== ZITIERTER TEXT

Der Tag wurde abgerundet durch die Besichtigung der beeindruckenden Erdpyramiden von Euseigne. Diese bizarren Felsformationen entstanden durch die stetig fortschreitende Verwitterung der aufliegenden Erd- und Schuttmassen im Tal.
03.08.2006 Besichtigung des Massa-Pegels am Aletschgletscher und Einführung in die Hochwasserproblematik in Brigg
In der Nacht vom zweiten zum dritten August war es uns vergönnt einen Teil des Festprogramms der Stadt Sion anlässlich des Schweizer Nationalfeiertages miterleben zu dürfen. Auf einer der Burgen der Stadt, wurde die Geschichte der Region, untermalt mit einer faszinierenden Lichtshow, erzählt. Anschließend konnten wir noch ein Geburtstagskind überraschen, bevor wir dann alle ziemlich fertig vom Tag und dem abendlichen Ausflug auf die Burg von Sion ins Bett fielen.

====
== BEREITGESTELLTES MATERIAL

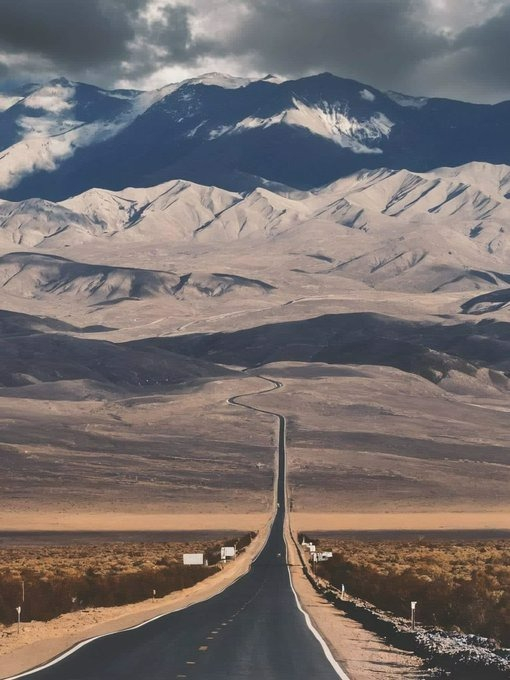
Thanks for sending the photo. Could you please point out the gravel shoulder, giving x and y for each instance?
(362, 654)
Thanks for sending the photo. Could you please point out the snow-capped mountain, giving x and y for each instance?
(63, 138)
(440, 230)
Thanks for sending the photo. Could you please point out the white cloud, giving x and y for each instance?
(367, 95)
(52, 98)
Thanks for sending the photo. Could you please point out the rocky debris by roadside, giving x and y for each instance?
(458, 656)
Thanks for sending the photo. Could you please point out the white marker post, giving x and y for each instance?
(413, 615)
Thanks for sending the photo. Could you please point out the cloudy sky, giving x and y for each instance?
(453, 48)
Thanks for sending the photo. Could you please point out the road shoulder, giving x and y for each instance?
(362, 654)
(41, 641)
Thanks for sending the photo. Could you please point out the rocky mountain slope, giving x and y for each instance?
(443, 230)
(63, 138)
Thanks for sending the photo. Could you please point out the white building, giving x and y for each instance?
(193, 558)
(228, 552)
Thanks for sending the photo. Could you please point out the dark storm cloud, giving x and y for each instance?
(367, 39)
(483, 52)
(104, 39)
(395, 44)
(70, 32)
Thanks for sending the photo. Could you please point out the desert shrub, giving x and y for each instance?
(46, 598)
(474, 603)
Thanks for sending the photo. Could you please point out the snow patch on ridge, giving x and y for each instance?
(49, 139)
(367, 95)
(331, 121)
(406, 100)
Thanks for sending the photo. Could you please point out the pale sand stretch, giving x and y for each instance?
(41, 641)
(96, 521)
(394, 521)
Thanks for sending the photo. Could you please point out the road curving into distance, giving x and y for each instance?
(255, 629)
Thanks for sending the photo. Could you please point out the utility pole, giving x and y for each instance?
(413, 615)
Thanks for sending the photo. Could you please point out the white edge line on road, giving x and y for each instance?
(83, 643)
(329, 656)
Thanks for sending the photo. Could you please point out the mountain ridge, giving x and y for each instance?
(62, 138)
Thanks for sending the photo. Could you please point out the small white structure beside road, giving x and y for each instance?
(193, 558)
(228, 552)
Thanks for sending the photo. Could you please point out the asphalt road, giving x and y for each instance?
(253, 629)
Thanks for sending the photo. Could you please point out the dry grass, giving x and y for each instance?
(459, 584)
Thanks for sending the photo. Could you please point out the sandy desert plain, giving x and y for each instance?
(121, 349)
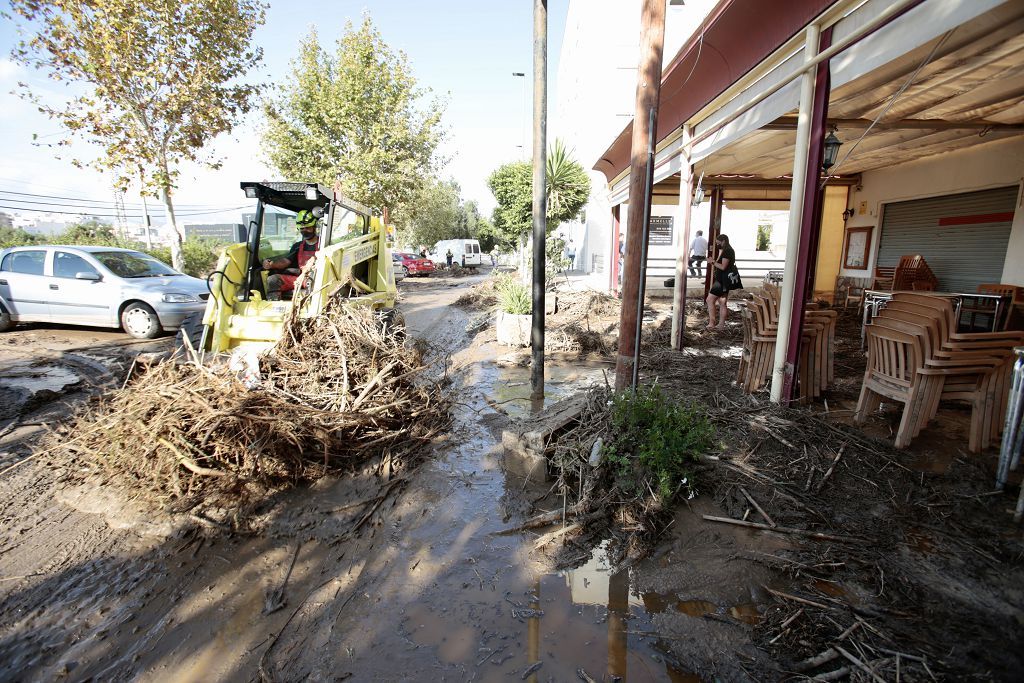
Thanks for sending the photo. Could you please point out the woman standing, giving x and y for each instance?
(726, 279)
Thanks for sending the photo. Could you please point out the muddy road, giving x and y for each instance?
(93, 586)
(356, 579)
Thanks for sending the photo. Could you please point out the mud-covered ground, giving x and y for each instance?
(364, 580)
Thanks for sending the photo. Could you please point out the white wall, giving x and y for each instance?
(597, 79)
(984, 166)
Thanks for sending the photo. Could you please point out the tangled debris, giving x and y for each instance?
(621, 464)
(336, 392)
(894, 571)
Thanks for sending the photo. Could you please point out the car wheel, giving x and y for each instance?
(5, 322)
(192, 329)
(140, 321)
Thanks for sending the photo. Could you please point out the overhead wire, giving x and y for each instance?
(889, 104)
(135, 205)
(183, 214)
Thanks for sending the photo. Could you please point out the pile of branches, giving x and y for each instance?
(336, 392)
(604, 487)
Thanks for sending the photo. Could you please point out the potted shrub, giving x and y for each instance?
(514, 306)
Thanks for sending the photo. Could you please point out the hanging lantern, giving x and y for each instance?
(832, 145)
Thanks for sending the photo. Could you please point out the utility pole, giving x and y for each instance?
(145, 208)
(641, 170)
(540, 195)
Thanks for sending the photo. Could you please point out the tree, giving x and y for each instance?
(512, 185)
(161, 79)
(95, 233)
(353, 117)
(432, 214)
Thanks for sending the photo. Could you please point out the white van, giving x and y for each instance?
(465, 252)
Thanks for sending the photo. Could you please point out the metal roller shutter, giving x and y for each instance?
(964, 238)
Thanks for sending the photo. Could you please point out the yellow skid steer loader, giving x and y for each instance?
(352, 261)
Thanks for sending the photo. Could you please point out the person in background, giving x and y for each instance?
(725, 280)
(290, 265)
(698, 253)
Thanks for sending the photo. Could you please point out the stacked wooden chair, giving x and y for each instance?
(850, 291)
(760, 318)
(911, 273)
(915, 356)
(972, 309)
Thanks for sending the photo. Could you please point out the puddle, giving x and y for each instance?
(39, 378)
(727, 352)
(511, 388)
(747, 612)
(696, 607)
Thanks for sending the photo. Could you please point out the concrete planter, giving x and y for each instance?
(513, 330)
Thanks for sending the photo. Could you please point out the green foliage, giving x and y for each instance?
(15, 237)
(353, 117)
(487, 236)
(431, 216)
(513, 296)
(568, 185)
(512, 185)
(764, 237)
(655, 440)
(200, 254)
(94, 233)
(162, 78)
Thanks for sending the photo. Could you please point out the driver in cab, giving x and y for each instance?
(289, 266)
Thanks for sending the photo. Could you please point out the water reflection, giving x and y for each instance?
(511, 388)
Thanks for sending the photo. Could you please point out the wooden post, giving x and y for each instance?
(644, 126)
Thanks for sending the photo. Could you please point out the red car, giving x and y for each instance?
(411, 264)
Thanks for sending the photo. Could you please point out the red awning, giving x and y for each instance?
(739, 35)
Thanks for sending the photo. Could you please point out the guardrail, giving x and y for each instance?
(751, 268)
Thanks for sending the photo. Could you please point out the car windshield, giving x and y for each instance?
(134, 264)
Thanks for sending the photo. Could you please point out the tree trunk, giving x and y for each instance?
(523, 250)
(177, 255)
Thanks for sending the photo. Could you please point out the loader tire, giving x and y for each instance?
(192, 329)
(392, 322)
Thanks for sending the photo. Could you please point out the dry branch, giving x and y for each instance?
(183, 430)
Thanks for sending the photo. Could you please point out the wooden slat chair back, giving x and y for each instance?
(912, 272)
(884, 275)
(759, 350)
(948, 379)
(893, 360)
(972, 368)
(816, 367)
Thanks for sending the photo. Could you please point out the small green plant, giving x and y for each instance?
(514, 298)
(655, 440)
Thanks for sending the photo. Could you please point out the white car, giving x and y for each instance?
(95, 286)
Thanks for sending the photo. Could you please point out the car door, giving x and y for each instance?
(24, 286)
(78, 301)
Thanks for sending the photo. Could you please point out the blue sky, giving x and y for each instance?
(463, 50)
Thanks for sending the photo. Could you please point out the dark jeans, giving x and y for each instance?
(694, 264)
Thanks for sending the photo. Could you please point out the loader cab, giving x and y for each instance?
(271, 228)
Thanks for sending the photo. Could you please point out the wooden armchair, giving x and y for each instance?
(884, 278)
(849, 290)
(974, 368)
(899, 369)
(913, 273)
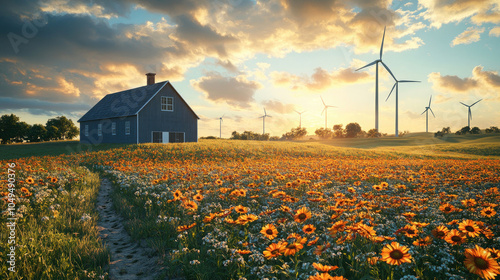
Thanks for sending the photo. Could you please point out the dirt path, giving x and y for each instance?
(129, 260)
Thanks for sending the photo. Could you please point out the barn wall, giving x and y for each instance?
(107, 137)
(182, 119)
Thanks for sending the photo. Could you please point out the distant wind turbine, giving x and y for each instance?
(264, 121)
(220, 126)
(300, 114)
(469, 116)
(376, 77)
(427, 115)
(325, 110)
(396, 85)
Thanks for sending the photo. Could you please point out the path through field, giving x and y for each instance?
(129, 260)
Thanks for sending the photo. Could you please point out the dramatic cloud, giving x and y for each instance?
(235, 91)
(468, 36)
(441, 12)
(321, 79)
(485, 83)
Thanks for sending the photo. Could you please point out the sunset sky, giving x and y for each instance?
(234, 57)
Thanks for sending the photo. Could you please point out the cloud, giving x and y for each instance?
(321, 79)
(495, 31)
(235, 91)
(470, 35)
(278, 107)
(440, 12)
(485, 83)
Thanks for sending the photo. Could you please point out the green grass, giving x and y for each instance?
(55, 148)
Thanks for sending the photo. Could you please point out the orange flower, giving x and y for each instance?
(395, 254)
(324, 268)
(269, 231)
(308, 229)
(480, 262)
(302, 215)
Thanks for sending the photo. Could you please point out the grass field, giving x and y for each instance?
(221, 209)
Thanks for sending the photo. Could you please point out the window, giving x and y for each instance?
(127, 128)
(167, 103)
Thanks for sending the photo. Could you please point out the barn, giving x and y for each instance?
(155, 113)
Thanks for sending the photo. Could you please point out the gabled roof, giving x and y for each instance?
(125, 103)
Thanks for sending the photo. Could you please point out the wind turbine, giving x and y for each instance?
(396, 85)
(264, 121)
(469, 117)
(300, 114)
(326, 112)
(376, 77)
(427, 115)
(220, 126)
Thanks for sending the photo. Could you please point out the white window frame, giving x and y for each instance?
(167, 103)
(127, 128)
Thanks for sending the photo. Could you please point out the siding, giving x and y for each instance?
(182, 119)
(107, 137)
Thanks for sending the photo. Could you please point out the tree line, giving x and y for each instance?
(12, 130)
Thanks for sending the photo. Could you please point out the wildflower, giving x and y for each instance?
(488, 212)
(395, 254)
(308, 229)
(455, 237)
(269, 231)
(324, 268)
(302, 215)
(480, 262)
(470, 228)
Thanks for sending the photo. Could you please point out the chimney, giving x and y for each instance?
(151, 78)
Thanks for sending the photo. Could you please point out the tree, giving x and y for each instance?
(475, 130)
(373, 133)
(36, 133)
(352, 130)
(65, 128)
(295, 133)
(338, 131)
(8, 126)
(324, 133)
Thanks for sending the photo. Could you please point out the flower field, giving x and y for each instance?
(253, 210)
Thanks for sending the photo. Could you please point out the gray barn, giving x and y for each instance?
(155, 113)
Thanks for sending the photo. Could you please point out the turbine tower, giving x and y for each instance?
(376, 62)
(396, 85)
(325, 110)
(427, 115)
(220, 126)
(264, 121)
(469, 116)
(300, 114)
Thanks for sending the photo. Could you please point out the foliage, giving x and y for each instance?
(352, 130)
(373, 133)
(295, 133)
(324, 133)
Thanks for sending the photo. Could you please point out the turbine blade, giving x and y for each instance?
(476, 102)
(382, 45)
(432, 112)
(408, 81)
(391, 91)
(389, 70)
(369, 64)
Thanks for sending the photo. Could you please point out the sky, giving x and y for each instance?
(233, 58)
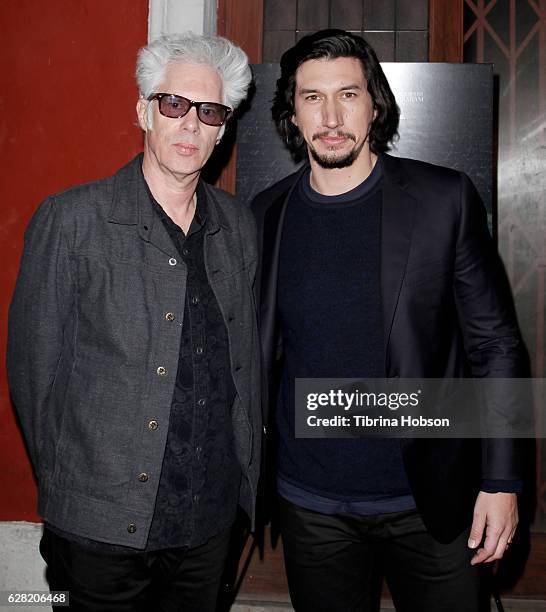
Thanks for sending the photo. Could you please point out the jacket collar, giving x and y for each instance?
(131, 202)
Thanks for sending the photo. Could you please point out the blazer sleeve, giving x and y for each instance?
(493, 343)
(41, 301)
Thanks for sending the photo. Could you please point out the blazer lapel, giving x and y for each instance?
(397, 215)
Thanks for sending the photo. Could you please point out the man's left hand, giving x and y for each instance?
(496, 514)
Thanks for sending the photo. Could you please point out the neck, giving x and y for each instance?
(334, 181)
(175, 194)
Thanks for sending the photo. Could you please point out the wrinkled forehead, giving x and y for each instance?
(323, 74)
(199, 82)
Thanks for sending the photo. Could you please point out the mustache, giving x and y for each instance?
(337, 134)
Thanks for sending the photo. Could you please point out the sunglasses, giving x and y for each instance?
(174, 107)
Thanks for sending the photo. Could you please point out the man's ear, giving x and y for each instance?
(141, 108)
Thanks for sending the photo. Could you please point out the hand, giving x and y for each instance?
(497, 515)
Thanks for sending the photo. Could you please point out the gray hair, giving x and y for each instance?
(218, 53)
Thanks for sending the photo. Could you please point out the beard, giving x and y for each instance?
(331, 159)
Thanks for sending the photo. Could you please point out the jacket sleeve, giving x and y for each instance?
(491, 336)
(41, 302)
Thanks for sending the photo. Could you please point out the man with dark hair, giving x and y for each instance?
(354, 285)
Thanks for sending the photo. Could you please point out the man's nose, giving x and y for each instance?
(332, 116)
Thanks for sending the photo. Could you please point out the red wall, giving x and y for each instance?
(67, 115)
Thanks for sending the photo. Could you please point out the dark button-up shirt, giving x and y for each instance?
(198, 488)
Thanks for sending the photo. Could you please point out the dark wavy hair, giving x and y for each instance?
(331, 44)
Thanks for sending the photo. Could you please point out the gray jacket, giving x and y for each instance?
(94, 337)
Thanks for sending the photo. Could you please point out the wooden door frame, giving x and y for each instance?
(242, 22)
(445, 31)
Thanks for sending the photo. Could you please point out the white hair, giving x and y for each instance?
(218, 53)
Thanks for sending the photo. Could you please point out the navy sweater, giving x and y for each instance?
(330, 308)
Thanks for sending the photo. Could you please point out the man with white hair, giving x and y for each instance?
(133, 352)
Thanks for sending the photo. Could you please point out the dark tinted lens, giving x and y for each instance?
(173, 106)
(212, 113)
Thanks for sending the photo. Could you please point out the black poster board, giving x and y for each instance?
(446, 119)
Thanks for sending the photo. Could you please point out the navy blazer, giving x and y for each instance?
(447, 313)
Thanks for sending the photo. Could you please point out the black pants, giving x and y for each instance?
(329, 561)
(164, 581)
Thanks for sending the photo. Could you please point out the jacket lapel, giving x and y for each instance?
(397, 216)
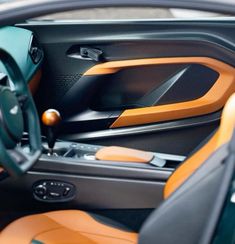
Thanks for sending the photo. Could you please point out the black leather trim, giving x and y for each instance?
(107, 221)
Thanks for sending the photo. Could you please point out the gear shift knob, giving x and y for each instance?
(51, 119)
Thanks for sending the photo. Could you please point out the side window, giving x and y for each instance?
(127, 13)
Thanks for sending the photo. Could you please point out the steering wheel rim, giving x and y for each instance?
(16, 161)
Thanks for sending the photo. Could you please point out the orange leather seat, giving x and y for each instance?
(74, 226)
(67, 227)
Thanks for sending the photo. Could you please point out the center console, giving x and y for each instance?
(96, 177)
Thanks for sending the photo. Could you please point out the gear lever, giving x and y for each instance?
(51, 119)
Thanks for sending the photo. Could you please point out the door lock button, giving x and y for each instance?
(53, 191)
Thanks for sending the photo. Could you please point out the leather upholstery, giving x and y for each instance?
(222, 136)
(79, 227)
(69, 226)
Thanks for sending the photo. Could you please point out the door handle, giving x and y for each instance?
(94, 54)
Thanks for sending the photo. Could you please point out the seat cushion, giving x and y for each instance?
(69, 226)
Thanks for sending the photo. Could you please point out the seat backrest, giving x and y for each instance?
(222, 136)
(194, 190)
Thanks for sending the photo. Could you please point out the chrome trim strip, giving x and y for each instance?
(179, 124)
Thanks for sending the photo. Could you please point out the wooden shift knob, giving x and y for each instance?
(51, 117)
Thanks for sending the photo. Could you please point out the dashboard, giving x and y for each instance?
(22, 45)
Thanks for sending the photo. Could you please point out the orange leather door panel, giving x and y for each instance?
(212, 101)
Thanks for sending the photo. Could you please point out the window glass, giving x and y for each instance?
(128, 13)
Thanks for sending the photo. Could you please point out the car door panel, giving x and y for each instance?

====

* **ARBEITSAUFTRÄGE**
[a] Nenne alle Ortschaften (Städte und Dörfer), die im Reisebericht vorkommen.
[b] Kopiere aus dem Reisebericht wortgetreu den Abschnitt von „Der Tag wurde“ bis „ins Bett fielen.“.

* **LÖSUNGEN JE AUFGABE**
[a] Euseigne, Brigg, Sion

[b]
Der Tag wurde abgerundet durch die Besichtigung der beeindruckenden Erdpyramiden von Euseigne. Diese bizarren Felsformationen entstanden durch die stetig fortschreitende Verwitterung der aufliegenden Erd- und Schuttmassen im Tal.
03.08.2006 Besichtigung des Massa-Pegels am Aletschgletscher und Einführung in die Hochwasserproblematik in Brigg
In der Nacht vom zweiten zum dritten August war es uns vergönnt einen Teil des Festprogramms der Stadt Sion anlässlich des Schweizer Nationalfeiertages miterleben zu dürfen. Auf einer der Burgen der Stadt, wurde die Geschichte der Region, untermalt mit einer faszinierenden Lichtshow, erzählt. Anschließend konnten wir noch ein Geburtstagskind überraschen, bevor wir dann alle ziemlich fertig vom Tag und dem abendlichen Ausflug auf die Burg von Sion ins Bett fielen.